** start **

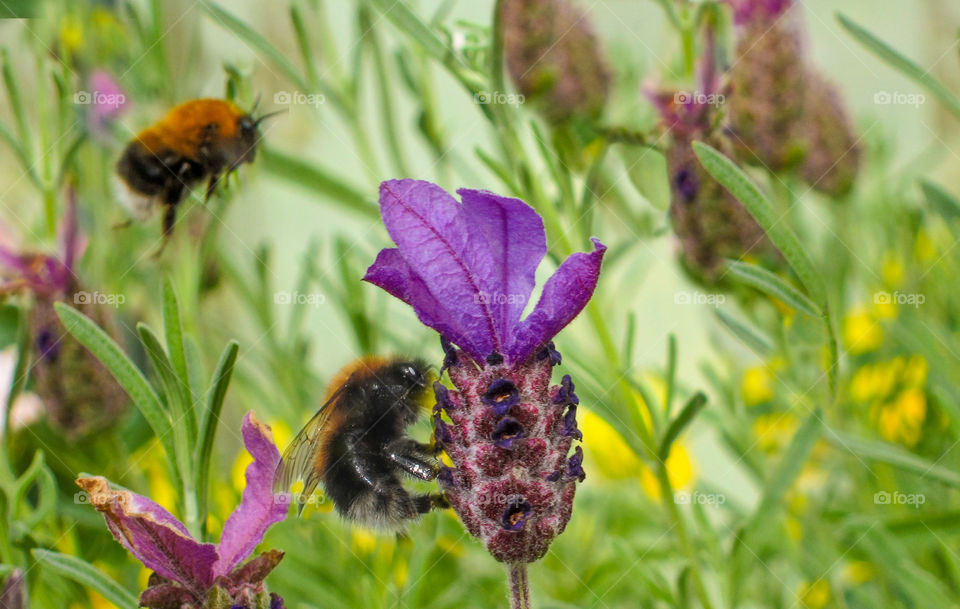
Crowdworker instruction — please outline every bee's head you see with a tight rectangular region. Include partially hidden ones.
[377,360,429,405]
[237,114,260,164]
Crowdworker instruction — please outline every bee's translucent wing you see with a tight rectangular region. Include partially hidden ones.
[273,386,344,515]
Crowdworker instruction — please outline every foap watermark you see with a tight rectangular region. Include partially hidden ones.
[273,91,327,107]
[673,491,727,505]
[477,493,526,507]
[73,91,127,108]
[673,91,727,108]
[473,292,527,305]
[73,290,127,308]
[873,292,927,309]
[673,290,727,307]
[73,491,109,505]
[873,91,927,108]
[873,491,927,509]
[273,290,327,307]
[473,91,527,106]
[273,492,327,506]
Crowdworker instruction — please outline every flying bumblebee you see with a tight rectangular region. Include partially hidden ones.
[117,99,272,239]
[273,357,448,530]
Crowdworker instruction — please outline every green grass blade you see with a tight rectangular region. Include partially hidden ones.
[827,430,960,488]
[693,142,827,310]
[837,14,960,118]
[659,392,707,461]
[54,302,183,488]
[163,277,197,446]
[727,260,823,318]
[920,178,960,222]
[31,548,140,609]
[137,323,194,480]
[196,340,240,530]
[714,309,774,358]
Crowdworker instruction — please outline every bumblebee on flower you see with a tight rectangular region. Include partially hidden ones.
[364,180,606,606]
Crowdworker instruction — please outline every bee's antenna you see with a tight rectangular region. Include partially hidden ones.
[253,110,287,127]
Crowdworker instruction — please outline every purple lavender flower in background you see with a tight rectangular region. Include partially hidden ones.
[644,30,779,287]
[0,189,128,438]
[84,70,127,135]
[77,413,289,609]
[364,180,606,600]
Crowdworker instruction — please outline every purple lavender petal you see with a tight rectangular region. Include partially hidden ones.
[457,188,547,336]
[506,239,607,363]
[363,247,411,304]
[213,412,288,577]
[77,476,219,594]
[368,180,502,361]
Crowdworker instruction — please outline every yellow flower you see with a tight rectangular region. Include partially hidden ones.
[799,579,830,609]
[740,366,775,406]
[843,306,883,355]
[60,15,83,52]
[577,410,643,480]
[877,387,927,446]
[640,442,696,500]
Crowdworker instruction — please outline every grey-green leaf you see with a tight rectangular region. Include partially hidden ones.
[32,548,140,609]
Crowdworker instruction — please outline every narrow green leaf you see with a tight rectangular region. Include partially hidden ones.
[659,391,707,461]
[748,409,823,539]
[137,322,194,480]
[693,142,827,311]
[827,430,960,488]
[262,148,380,218]
[196,340,240,530]
[163,277,197,446]
[31,548,140,609]
[714,309,773,358]
[837,14,960,118]
[920,178,960,222]
[54,302,176,463]
[727,260,823,318]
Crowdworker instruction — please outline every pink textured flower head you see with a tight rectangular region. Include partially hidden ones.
[364,180,606,576]
[77,413,289,609]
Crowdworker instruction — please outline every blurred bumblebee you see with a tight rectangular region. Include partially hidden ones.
[117,99,273,239]
[273,357,448,530]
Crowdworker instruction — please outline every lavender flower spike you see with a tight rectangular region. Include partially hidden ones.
[364,180,606,599]
[77,413,288,609]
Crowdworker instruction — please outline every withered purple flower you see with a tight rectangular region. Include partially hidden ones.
[77,413,289,609]
[364,180,606,600]
[0,189,128,438]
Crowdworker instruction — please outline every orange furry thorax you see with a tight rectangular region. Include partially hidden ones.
[135,99,247,158]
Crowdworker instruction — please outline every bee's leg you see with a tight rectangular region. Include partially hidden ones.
[413,493,450,514]
[203,173,221,205]
[153,204,177,258]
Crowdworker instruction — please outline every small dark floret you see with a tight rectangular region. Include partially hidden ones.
[481,379,520,415]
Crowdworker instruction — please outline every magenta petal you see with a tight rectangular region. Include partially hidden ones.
[376,180,502,360]
[457,188,547,337]
[213,412,289,577]
[505,239,607,363]
[363,247,411,304]
[77,476,219,594]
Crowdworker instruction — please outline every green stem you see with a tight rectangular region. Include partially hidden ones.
[656,459,713,609]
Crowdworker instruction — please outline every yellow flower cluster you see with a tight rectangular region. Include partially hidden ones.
[850,355,928,446]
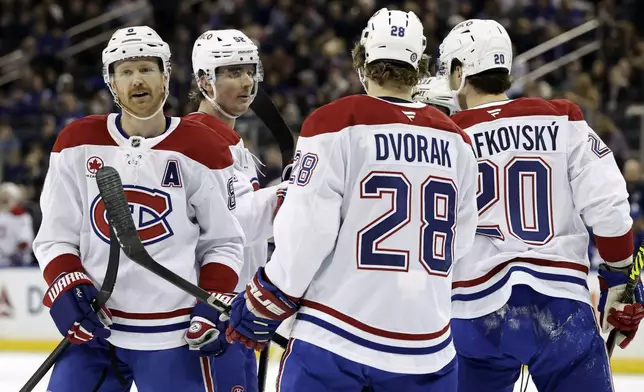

** end **

- **WORK TO COMPLETE**
Copy out the stretch of rows from the one containing "Crowdworker instruction — please outline every blurred" through the one containing "[135,99,247,158]", requests included, and shift every bounding-box coordinate by adding 136 to it.

- **EXPECTED OUTPUT**
Crowdworker instruction — please outline every blurred bumblebee you see with a tight rectangular region. Include partially hidden ones.
[253,235,409,375]
[409,493,584,666]
Crowdworker instruction — please outline every lavender flower spike you see with a tight rectangular region. Include partially hidden ones.
[500,316,742,735]
[213,549,424,745]
Crowdworker instruction — please outline every withered purple flower you see with a tight rectangular region. Include partially hidden ones.
[213,549,425,745]
[500,316,742,736]
[136,325,264,574]
Crowdworker instruction — please outline every orange furry thorax you see with a tight rectangular region. Include partially hidden ones.
[271,235,383,294]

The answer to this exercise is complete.